- What the exercise asks
List every line in the records below that contains the word "this", treating uppercase and lowercase as different.

- Input material
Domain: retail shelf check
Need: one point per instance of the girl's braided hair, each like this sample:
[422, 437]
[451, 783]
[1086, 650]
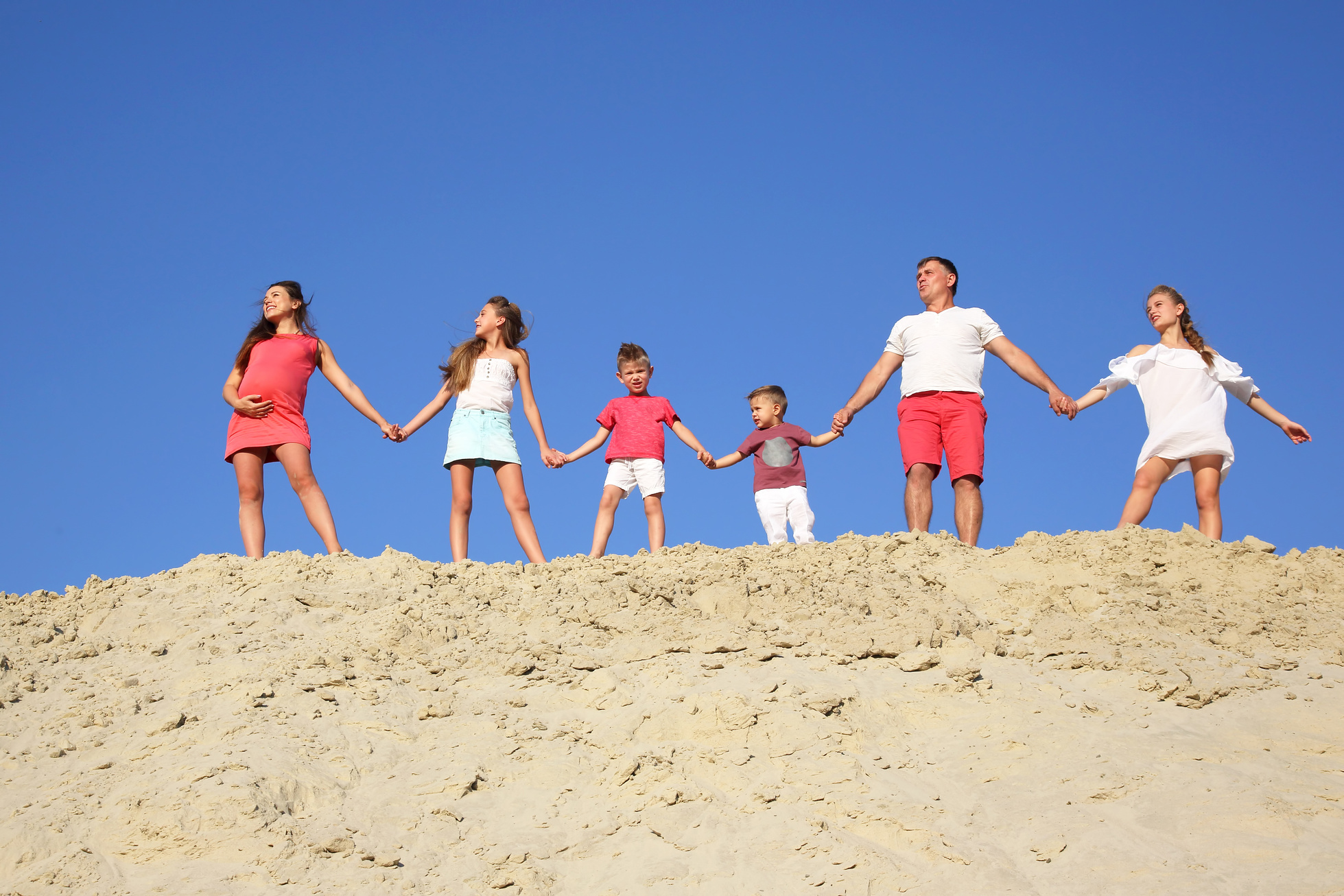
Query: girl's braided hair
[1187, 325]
==
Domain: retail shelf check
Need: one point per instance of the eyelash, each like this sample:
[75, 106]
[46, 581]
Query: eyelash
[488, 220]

- The answer
Need: one point per instance of the girl's braided hair, each like this sample:
Need: one point per instance of the eyelash, each like this sample:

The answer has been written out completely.